**Document excerpt**
On Bullshit

by Harry on May 16, 2005

After featuring on 60 minutes last night, On Bullshit climbed from #21 (when I checked at the start of the segment) in the Amazon charts to #3 (when I checked 5 minutes ago). I have no idea what this means in terms of numbers, but the commissioning editor must be feeling pretty smug. As must Harry Frankfurt, I’d guess.

{ 15 comments }

1

cckey 05.16.05 at 7:43 am

a bump from parents giving the book as a graduation present?

2

Michael Turner 05.16.05 at 8:36 am

Save yourself the money and the shipping delays — you can get it free, now, courtesy of Google and the Wayback Machine:

http://tinyurl.com/exkcq

I’m not bullshitting you. I’m sincere. OK, OK – even sincerity is bullshit, according to this guy, so here’s my money-back guarantee: the above-linked page is a *version* of the (now book-length) essay. It may or may not contain more bullshit than the original. And the above is not necessarily the original either – it’s the latest link that worked (for me) in the Wayback Machine.

I’m trying really hard to tell the truth here. And it’s making me realize how hard that is. Maybe Frankfurt’s closing comment is right: sincerity is bullshit. And that makes irony more honest, doesn’t it? Works for me. And for Frankfurt, too, come to think of it: how ironic that his bullshit essay has become far more popular now that he’s trying to charge people for it.

Well, OK, my attempt at righteous indignation is bullshit. I will admit this much: if you buy the book, you get the essay in a form that’s easier to read, and, because it can sit in front of you in a cafe, it’s more likely to start conversations with members of the gender to which you happen to be attracted. Those can be features worth paying for.

**Excerpts of location labeling data**

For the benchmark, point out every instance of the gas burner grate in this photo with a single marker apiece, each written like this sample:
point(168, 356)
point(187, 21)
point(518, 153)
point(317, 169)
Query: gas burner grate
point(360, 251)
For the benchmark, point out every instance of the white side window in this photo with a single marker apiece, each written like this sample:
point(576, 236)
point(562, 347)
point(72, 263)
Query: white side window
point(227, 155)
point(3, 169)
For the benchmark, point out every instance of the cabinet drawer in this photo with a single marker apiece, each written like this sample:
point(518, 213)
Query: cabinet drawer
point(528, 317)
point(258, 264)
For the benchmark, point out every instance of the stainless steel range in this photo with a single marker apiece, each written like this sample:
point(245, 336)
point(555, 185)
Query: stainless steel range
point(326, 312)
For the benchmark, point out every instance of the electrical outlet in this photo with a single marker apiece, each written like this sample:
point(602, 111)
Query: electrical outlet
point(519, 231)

**Required task A**
In the blog post, what position did On Bullshit reach in the Amazon charts after its appearance on 60 minutes?
**Required task B**
Write out the passage of the blog post starting at "I’m not bullshitting" and ending at "the Wayback Machine.".
Rely solely on the blog post when responding.

**Full response A**
It reached #3.

**Full response B**
I’m not bullshitting you. I’m sincere. OK, OK – even sincerity is bullshit, according to this guy, so here’s my money-back guarantee: the above-linked page is a *version* of the (now book-length) essay. It may or may not contain more bullshit than the original. And the above is not necessarily the original either – it’s the latest link that worked (for me) in the Wayback Machine.